Problem description >>
Find each line in the data below that contains the string "fence" and copy it out in full. Upper and lower case must match.

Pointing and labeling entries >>
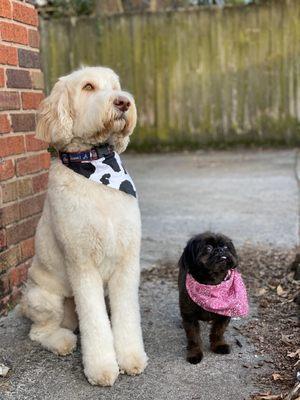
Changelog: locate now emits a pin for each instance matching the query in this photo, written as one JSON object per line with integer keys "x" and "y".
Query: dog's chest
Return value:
{"x": 107, "y": 170}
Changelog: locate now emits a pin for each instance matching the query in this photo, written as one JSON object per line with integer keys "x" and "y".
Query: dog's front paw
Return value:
{"x": 133, "y": 363}
{"x": 61, "y": 342}
{"x": 222, "y": 348}
{"x": 102, "y": 375}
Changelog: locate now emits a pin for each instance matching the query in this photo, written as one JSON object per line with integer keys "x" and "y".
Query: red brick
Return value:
{"x": 2, "y": 239}
{"x": 9, "y": 214}
{"x": 8, "y": 55}
{"x": 10, "y": 258}
{"x": 9, "y": 101}
{"x": 11, "y": 145}
{"x": 25, "y": 187}
{"x": 4, "y": 284}
{"x": 18, "y": 78}
{"x": 2, "y": 77}
{"x": 7, "y": 169}
{"x": 14, "y": 33}
{"x": 33, "y": 164}
{"x": 34, "y": 38}
{"x": 33, "y": 144}
{"x": 9, "y": 191}
{"x": 29, "y": 58}
{"x": 32, "y": 206}
{"x": 40, "y": 182}
{"x": 25, "y": 14}
{"x": 4, "y": 123}
{"x": 27, "y": 248}
{"x": 6, "y": 9}
{"x": 23, "y": 122}
{"x": 31, "y": 101}
{"x": 37, "y": 79}
{"x": 21, "y": 231}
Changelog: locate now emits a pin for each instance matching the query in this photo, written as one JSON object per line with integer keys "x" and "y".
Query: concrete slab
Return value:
{"x": 40, "y": 375}
{"x": 253, "y": 197}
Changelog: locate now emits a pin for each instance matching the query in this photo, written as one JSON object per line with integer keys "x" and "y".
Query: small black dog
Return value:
{"x": 208, "y": 259}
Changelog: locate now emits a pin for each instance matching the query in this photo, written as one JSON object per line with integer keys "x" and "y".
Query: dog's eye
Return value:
{"x": 88, "y": 87}
{"x": 209, "y": 248}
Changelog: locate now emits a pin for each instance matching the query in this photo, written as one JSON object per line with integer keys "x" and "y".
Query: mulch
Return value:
{"x": 274, "y": 330}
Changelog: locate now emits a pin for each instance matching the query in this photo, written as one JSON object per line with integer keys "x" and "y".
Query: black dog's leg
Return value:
{"x": 194, "y": 346}
{"x": 217, "y": 341}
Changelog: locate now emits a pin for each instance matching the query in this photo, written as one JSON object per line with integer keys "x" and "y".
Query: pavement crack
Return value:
{"x": 297, "y": 177}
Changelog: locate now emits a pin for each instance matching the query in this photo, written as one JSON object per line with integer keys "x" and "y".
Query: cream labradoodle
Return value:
{"x": 88, "y": 238}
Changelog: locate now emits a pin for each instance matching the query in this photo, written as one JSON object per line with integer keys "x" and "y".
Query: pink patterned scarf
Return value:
{"x": 228, "y": 298}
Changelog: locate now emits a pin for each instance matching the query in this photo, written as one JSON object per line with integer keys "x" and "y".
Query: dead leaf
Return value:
{"x": 277, "y": 377}
{"x": 294, "y": 354}
{"x": 3, "y": 370}
{"x": 262, "y": 292}
{"x": 280, "y": 290}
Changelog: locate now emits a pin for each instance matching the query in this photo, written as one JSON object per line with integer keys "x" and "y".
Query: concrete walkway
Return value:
{"x": 252, "y": 197}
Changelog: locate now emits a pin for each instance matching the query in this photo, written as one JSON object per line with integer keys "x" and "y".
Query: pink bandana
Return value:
{"x": 228, "y": 298}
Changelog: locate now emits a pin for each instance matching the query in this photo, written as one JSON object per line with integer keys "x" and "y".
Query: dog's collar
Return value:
{"x": 95, "y": 153}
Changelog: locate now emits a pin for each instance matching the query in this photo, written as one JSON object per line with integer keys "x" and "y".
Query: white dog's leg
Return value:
{"x": 45, "y": 309}
{"x": 125, "y": 317}
{"x": 99, "y": 359}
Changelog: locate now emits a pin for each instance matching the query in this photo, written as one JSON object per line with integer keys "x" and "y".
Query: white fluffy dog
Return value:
{"x": 88, "y": 238}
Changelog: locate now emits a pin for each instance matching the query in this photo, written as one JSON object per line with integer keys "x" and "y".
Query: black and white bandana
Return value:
{"x": 103, "y": 166}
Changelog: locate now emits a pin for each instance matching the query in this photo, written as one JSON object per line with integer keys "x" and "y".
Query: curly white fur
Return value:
{"x": 88, "y": 238}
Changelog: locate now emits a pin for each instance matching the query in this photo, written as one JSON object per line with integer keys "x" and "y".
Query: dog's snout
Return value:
{"x": 122, "y": 103}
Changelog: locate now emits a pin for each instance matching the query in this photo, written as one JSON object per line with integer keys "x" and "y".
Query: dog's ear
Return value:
{"x": 54, "y": 121}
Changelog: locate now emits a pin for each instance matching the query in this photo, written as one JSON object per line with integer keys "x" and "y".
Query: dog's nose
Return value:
{"x": 122, "y": 103}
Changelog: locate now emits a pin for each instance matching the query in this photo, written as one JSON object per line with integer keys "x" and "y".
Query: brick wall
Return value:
{"x": 24, "y": 161}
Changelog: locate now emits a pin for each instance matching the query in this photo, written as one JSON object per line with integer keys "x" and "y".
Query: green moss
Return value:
{"x": 209, "y": 77}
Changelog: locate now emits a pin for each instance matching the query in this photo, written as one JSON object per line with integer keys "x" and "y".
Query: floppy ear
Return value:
{"x": 119, "y": 142}
{"x": 54, "y": 122}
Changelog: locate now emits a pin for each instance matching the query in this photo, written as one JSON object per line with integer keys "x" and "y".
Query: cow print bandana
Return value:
{"x": 107, "y": 170}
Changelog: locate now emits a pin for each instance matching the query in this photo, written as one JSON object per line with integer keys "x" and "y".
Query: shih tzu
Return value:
{"x": 210, "y": 289}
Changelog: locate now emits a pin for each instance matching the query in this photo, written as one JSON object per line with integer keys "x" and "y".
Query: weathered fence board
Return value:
{"x": 204, "y": 76}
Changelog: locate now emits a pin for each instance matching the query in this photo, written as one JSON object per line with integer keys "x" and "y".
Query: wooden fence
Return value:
{"x": 206, "y": 76}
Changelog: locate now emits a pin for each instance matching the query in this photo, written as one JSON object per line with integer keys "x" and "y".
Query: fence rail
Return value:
{"x": 211, "y": 76}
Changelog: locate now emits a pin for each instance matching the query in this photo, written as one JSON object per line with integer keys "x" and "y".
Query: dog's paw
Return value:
{"x": 133, "y": 363}
{"x": 104, "y": 375}
{"x": 194, "y": 358}
{"x": 221, "y": 349}
{"x": 61, "y": 342}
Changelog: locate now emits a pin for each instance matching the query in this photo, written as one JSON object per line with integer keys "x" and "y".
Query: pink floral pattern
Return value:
{"x": 228, "y": 298}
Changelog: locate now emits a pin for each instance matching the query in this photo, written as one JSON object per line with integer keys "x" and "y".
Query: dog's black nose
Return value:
{"x": 122, "y": 103}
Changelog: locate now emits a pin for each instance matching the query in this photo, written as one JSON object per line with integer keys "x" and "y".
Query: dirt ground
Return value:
{"x": 274, "y": 329}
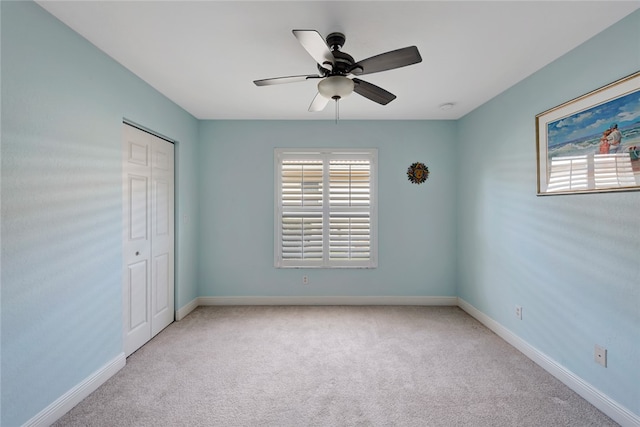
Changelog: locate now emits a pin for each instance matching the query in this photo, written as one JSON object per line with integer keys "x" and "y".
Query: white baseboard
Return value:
{"x": 336, "y": 300}
{"x": 182, "y": 312}
{"x": 67, "y": 401}
{"x": 615, "y": 411}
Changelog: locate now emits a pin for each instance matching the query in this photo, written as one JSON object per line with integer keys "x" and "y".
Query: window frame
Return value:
{"x": 326, "y": 155}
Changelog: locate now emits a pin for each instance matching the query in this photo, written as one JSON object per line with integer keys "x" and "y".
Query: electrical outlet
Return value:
{"x": 519, "y": 312}
{"x": 600, "y": 355}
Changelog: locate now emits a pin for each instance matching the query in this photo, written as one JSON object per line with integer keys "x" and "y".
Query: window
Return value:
{"x": 325, "y": 208}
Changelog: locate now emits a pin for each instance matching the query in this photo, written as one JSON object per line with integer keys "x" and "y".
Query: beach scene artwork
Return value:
{"x": 580, "y": 133}
{"x": 592, "y": 143}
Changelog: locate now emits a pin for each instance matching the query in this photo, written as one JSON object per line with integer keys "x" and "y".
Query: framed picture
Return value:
{"x": 592, "y": 143}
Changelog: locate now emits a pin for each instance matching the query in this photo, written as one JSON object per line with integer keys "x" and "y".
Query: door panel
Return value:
{"x": 148, "y": 236}
{"x": 161, "y": 287}
{"x": 138, "y": 207}
{"x": 138, "y": 295}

Response below >>
Query: weathered fence board
Query: wooden fence
Query: fence rail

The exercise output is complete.